Provided data:
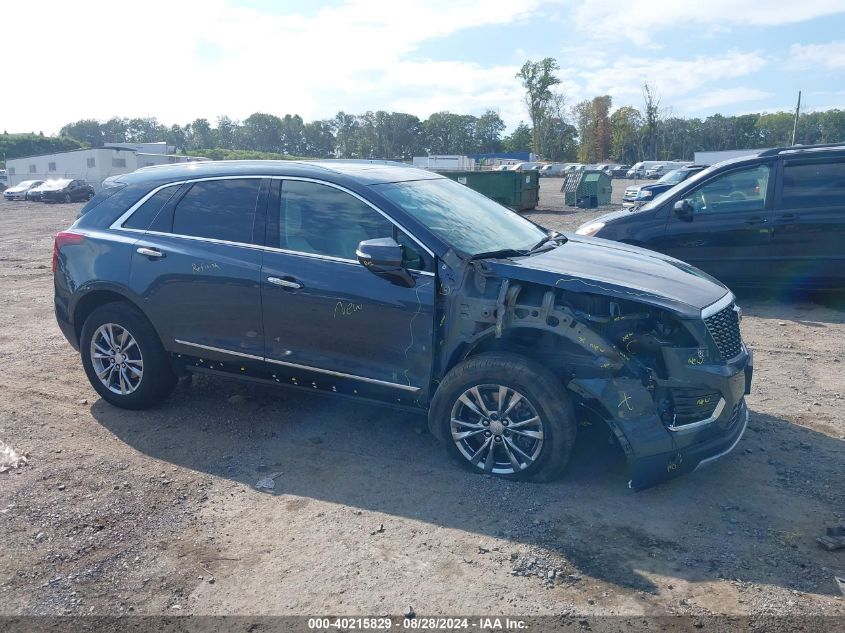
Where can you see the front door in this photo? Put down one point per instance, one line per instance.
(329, 322)
(808, 242)
(729, 232)
(198, 265)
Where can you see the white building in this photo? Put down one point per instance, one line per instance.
(445, 163)
(93, 165)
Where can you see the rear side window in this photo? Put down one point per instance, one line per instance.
(146, 213)
(218, 209)
(734, 192)
(816, 184)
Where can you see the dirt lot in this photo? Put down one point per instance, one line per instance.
(157, 512)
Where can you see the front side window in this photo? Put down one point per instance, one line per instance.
(218, 209)
(814, 184)
(464, 219)
(322, 220)
(736, 191)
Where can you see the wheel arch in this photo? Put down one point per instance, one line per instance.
(98, 296)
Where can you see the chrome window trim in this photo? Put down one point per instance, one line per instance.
(268, 249)
(720, 406)
(118, 224)
(330, 372)
(718, 306)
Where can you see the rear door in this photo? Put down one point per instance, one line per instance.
(329, 322)
(197, 267)
(729, 234)
(808, 242)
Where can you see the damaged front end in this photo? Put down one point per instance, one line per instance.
(669, 381)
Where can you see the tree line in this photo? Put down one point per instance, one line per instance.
(380, 134)
(585, 132)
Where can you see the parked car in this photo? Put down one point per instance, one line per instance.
(19, 191)
(34, 193)
(640, 194)
(526, 166)
(378, 282)
(554, 169)
(776, 218)
(66, 190)
(639, 170)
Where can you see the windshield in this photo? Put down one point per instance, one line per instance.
(55, 184)
(672, 178)
(689, 182)
(466, 220)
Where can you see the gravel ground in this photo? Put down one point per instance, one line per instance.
(157, 512)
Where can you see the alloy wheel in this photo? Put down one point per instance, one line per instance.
(497, 429)
(117, 359)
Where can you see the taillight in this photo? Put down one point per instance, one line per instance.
(62, 239)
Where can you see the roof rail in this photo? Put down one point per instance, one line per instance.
(779, 150)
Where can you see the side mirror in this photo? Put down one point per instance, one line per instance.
(383, 257)
(683, 209)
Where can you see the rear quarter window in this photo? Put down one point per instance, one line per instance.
(146, 213)
(814, 184)
(98, 199)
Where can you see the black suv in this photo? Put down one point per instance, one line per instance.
(401, 286)
(66, 190)
(776, 218)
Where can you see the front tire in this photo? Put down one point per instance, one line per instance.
(505, 415)
(124, 359)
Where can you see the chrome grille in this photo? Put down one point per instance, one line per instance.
(724, 328)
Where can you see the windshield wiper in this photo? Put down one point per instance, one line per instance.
(557, 238)
(499, 254)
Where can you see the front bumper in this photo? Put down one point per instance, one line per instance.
(656, 446)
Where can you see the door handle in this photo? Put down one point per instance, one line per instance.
(284, 283)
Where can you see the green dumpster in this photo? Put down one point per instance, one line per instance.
(587, 189)
(516, 189)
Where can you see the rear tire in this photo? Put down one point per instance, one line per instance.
(136, 376)
(529, 437)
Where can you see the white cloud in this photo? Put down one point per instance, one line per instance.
(672, 78)
(180, 60)
(723, 97)
(830, 56)
(638, 20)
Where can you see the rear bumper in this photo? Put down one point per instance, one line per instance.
(64, 321)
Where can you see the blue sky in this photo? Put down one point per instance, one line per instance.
(178, 60)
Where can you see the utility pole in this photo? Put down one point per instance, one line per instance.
(797, 112)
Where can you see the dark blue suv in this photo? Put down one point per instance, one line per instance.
(401, 286)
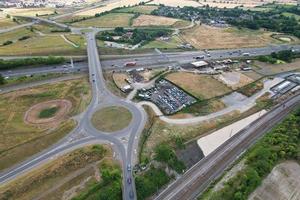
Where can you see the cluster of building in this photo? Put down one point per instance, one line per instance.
(208, 67)
(39, 3)
(167, 96)
(290, 83)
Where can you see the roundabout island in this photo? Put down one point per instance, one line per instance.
(111, 119)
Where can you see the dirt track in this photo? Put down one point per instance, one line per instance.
(32, 115)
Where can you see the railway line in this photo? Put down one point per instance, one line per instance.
(198, 178)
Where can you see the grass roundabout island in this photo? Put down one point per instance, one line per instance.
(111, 119)
(48, 112)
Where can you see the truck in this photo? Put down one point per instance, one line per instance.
(130, 64)
(199, 57)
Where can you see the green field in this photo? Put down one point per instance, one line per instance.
(48, 112)
(15, 35)
(109, 20)
(297, 17)
(139, 9)
(44, 45)
(18, 139)
(78, 168)
(169, 44)
(111, 119)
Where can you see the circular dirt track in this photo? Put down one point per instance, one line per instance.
(111, 119)
(32, 115)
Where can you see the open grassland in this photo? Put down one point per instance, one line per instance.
(6, 23)
(201, 86)
(15, 35)
(172, 43)
(218, 3)
(175, 3)
(43, 45)
(269, 69)
(120, 79)
(19, 140)
(144, 9)
(282, 183)
(29, 11)
(109, 20)
(150, 20)
(208, 37)
(108, 7)
(62, 178)
(111, 119)
(297, 17)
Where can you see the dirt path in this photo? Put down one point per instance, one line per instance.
(31, 116)
(240, 106)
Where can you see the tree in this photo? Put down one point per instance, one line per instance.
(2, 80)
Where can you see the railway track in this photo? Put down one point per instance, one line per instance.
(198, 178)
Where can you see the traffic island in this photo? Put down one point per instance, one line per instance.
(111, 119)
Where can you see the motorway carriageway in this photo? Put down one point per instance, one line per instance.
(148, 60)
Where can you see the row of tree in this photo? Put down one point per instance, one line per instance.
(273, 20)
(23, 62)
(282, 143)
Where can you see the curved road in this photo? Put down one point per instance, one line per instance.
(124, 142)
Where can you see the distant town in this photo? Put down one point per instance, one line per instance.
(39, 3)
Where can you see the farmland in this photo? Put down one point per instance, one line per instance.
(148, 20)
(20, 139)
(39, 45)
(201, 86)
(111, 119)
(67, 176)
(109, 20)
(207, 37)
(139, 9)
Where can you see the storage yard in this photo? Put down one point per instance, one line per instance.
(167, 97)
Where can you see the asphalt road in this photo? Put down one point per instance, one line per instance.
(197, 179)
(124, 142)
(153, 60)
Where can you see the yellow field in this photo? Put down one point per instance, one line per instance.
(5, 23)
(218, 3)
(201, 86)
(140, 9)
(15, 35)
(108, 7)
(120, 79)
(109, 20)
(18, 139)
(29, 11)
(61, 178)
(150, 20)
(208, 37)
(42, 45)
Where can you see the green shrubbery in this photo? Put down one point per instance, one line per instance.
(109, 188)
(165, 154)
(138, 35)
(286, 56)
(15, 63)
(282, 143)
(150, 182)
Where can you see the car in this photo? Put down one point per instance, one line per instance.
(131, 194)
(128, 167)
(199, 57)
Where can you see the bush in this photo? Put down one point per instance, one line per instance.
(165, 154)
(7, 43)
(282, 143)
(150, 182)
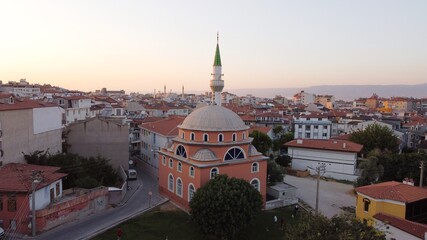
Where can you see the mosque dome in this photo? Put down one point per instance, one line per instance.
(213, 118)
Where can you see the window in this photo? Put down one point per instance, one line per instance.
(220, 137)
(191, 191)
(179, 187)
(214, 172)
(180, 151)
(170, 183)
(234, 153)
(254, 167)
(11, 202)
(191, 173)
(58, 189)
(366, 203)
(255, 183)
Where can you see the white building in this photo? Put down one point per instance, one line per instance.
(339, 157)
(312, 126)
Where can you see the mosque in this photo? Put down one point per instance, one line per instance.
(212, 140)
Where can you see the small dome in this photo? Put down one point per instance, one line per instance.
(204, 155)
(213, 118)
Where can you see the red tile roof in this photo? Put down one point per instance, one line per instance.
(16, 177)
(165, 127)
(413, 228)
(27, 104)
(396, 191)
(259, 129)
(326, 144)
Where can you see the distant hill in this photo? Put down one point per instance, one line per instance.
(341, 92)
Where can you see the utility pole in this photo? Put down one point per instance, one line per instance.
(320, 169)
(421, 173)
(36, 178)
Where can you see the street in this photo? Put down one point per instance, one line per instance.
(136, 201)
(332, 195)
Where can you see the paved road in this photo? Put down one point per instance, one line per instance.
(332, 195)
(134, 203)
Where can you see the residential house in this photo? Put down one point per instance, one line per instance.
(398, 208)
(28, 126)
(337, 157)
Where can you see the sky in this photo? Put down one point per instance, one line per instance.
(141, 46)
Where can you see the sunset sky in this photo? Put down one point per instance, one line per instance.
(139, 46)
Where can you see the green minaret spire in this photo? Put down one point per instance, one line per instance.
(217, 60)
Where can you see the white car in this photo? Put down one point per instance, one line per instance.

Task directions:
Exactly reproduce the lines from the one containing "Where can you see the street" through the end of the records, and only those lines.

Task output:
Where can you see the street in this photo? Put down one point per instance, one line per instance.
(136, 201)
(332, 195)
Where can you see the paved road in this photo? Put down one point per instance, one line per instance.
(332, 195)
(134, 203)
Where can you see the residential house in this photo? Put down one point per instance, one line per instance.
(398, 208)
(28, 126)
(337, 157)
Where can you see the sky in this photo? Put down one point per instance, one line per instance.
(141, 46)
Where can you see the sunset sky in this photo? Put down one point per instance, one line per instance.
(139, 46)
Where can you see the green minaret spire in this photo? Put down one point per instance, one line per instance.
(217, 60)
Where can you see the white car in this photo? Put down one point per instance, one line per instance.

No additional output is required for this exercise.